# EXTRACT TO READ
-------

Chromatin state annotation using combinations of chromatin modification patterns has emerged as a powerful approach for discovering regulatory regions and their cell type specific activity patterns, and for interpreting disease-association studies1-5. However, the computational challenge of learning chromatin state models from large numbers of chromatin modification datasets in multiple cell types still requires extensive bioinformatics expertise making it inaccessible to the wider scientific community. To address this challenge, we have developed ChromHMM, an automated computational system for learning chromatin states, characterizing their biological functions and correlations with large-scale functional datasets, and visualizing the resulting genome-wide maps of chromatin state annotations.
ChromHMM is based on a multivariate Hidden Markov Model that models the observed combination of chromatin marks using a product of independent Bernoulli random variables2, which enables robust learning of complex patterns of many chromatin modifications. As input, it receives a list of aligned reads for each chromatin mark, which are automatically converted into presence or absence calls for each mark across the genome, based on a Poisson background distribution. An optional additional input of aligned reads for a control dataset can be used to either adjust the presence or absence threshold, or as an independent input feature (Supplementary Note). Alternatively, the user can input files that contain calls from an independent peak caller. By default, chromatin states are analyzed at 200-base pair intervals that roughly approximate nucleosome sizes, but smaller or larger windows can be specified. We have also developed a new parameter initialization procedure that enables relatively efficient inference of comparable models across different numbers of states (Supplementary Note).

-------

# EXERCISE SET
**a)** According to the ChromHMM text, why are chromatin states analyzed at 200-base-pair intervals by default? Answer in one to three sentences.
**b)** Copy the part of the ChromHMM text from "Chromatin state annotation using" up to and including "chromatin state annotations.".
The listing is separate material with no connection to the ChromHMM text.

-------

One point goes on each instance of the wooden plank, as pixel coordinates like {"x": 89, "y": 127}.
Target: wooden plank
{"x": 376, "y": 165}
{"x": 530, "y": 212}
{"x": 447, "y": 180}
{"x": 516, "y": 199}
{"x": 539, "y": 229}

-------

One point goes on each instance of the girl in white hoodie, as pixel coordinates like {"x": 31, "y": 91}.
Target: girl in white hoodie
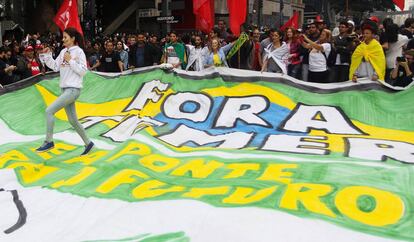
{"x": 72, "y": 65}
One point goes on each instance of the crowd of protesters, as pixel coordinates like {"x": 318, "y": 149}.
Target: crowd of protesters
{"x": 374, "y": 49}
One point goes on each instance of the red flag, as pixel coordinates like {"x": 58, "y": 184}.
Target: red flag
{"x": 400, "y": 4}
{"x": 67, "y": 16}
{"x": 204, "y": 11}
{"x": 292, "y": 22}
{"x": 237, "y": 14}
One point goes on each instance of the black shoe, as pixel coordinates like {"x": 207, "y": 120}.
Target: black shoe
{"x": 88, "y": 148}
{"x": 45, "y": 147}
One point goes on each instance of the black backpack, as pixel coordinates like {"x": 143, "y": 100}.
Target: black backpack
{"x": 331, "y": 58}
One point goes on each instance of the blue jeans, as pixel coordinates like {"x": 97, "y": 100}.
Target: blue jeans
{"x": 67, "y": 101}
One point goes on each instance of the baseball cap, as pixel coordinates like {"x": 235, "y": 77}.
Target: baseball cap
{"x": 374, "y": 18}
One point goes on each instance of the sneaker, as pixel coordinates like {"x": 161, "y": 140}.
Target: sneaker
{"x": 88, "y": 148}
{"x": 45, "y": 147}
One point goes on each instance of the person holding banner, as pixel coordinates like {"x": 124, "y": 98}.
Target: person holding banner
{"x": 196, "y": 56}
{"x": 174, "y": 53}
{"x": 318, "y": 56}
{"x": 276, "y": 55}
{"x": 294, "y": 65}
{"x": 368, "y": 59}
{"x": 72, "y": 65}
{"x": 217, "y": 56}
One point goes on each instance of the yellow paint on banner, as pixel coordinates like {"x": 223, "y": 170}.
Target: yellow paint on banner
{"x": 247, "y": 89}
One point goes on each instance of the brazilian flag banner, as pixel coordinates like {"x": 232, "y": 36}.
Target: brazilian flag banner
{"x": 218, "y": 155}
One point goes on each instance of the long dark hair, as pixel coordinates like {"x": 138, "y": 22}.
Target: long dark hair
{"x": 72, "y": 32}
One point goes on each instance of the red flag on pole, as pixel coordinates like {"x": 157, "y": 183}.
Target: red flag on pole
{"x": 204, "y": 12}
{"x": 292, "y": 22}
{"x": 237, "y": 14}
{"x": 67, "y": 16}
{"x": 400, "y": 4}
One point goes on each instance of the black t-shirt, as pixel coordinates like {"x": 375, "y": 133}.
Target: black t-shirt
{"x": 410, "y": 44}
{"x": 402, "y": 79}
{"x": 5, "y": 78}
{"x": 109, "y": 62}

-------

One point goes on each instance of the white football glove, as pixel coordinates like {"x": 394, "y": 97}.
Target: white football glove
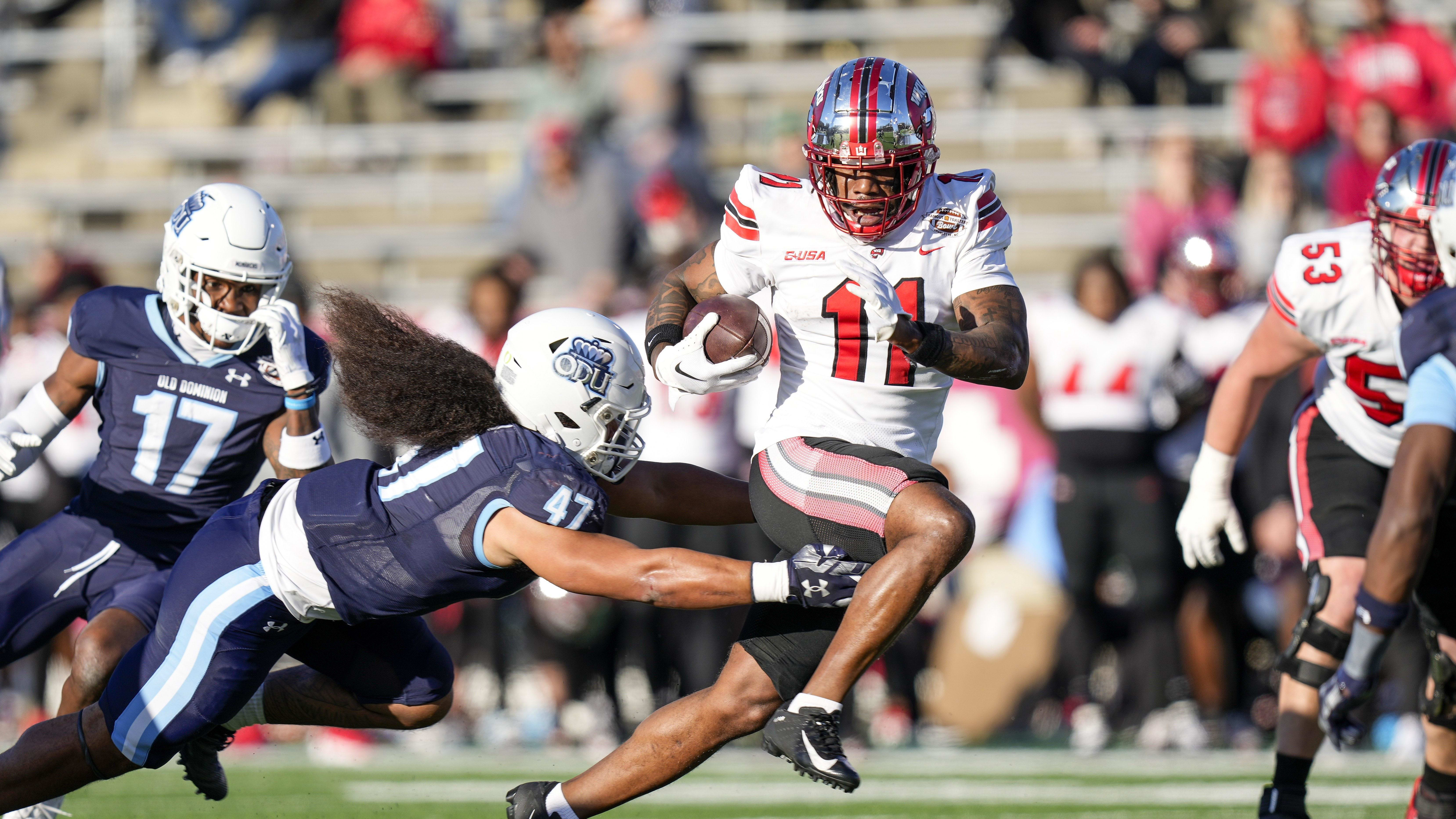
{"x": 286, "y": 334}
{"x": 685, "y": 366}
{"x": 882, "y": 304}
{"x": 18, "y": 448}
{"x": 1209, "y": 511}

-------

# ANSWERS PROVIDED
**a)** The default 200-base-pair intervals are used because they roughly approximate nucleosome sizes. The user can still specify smaller or larger windows.

**b)**
Chromatin state annotation using combinations of chromatin modification patterns has emerged as a powerful approach for discovering regulatory regions and their cell type specific activity patterns, and for interpreting disease-association studies1-5. However, the computational challenge of learning chromatin state models from large numbers of chromatin modification datasets in multiple cell types still requires extensive bioinformatics expertise making it inaccessible to the wider scientific community. To address this challenge, we have developed ChromHMM, an automated computational system for learning chromatin states, characterizing their biological functions and correlations with large-scale functional datasets, and visualizing the resulting genome-wide maps of chromatin state annotations.